(READING TEXT begins)
The UN International Day of Disabled People (IDPWD) is an opportunity to give disabled people a voice, champion change within society and share their stories.
As part of ILF Scotland’s IDPWD 2021 campaign, we hear some of our fund recipients to find out what this awareness day means to them, hear about the challenges they have faced in life and, most importantly, shout about their incredible achievements!
Here, we speak to Joan, an ILF Scotland recipient who has spinal muscular atrophy type 2.
Tell us a little bit about yourself
“I’m 55 years young, and a very strong-willed person who believes in living the way I want to. I have spinal muscular atrophy type 2, which I don’t allow to dominate my choices, but it has paved the road of my life for me – it has come with many challenges, but it’s just one of the different roads that each of us face in life.
“I live independently, which I love, but also manage my support to assist me in day to day living. I am retired after working for 34 years as a business advisor. Now I have time to do things at a more relaxed pace, but I’m also enjoying new-found crafts and time for interests in things such as socialising, family, and advocating for independent living issues, amongst others.”
What does IDWPD mean to you?
“This day is a chance to bring knowledge and people of all abilities together – to share experiences and open up our thoughts and ambitions towards making the world fully accessible for all.”
(READING TEXT ends)
(SUPPLIED INFORMATION begins)
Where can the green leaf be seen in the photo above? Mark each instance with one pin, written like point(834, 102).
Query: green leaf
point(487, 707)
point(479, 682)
(SUPPLIED INFORMATION ends)
◆ YOUR ASSIGNMENT
Answer these questions from the interview with Joan:
(a) What condition does Joan have?
(b) What age does Joan give for herself?
(c) For how many years did Joan work as a business advisor?
The listing has no connection to the interview with Joan.

◆ OUTPUT
(a) Spinal muscular atrophy type 2
(b) 55
(c) 34 years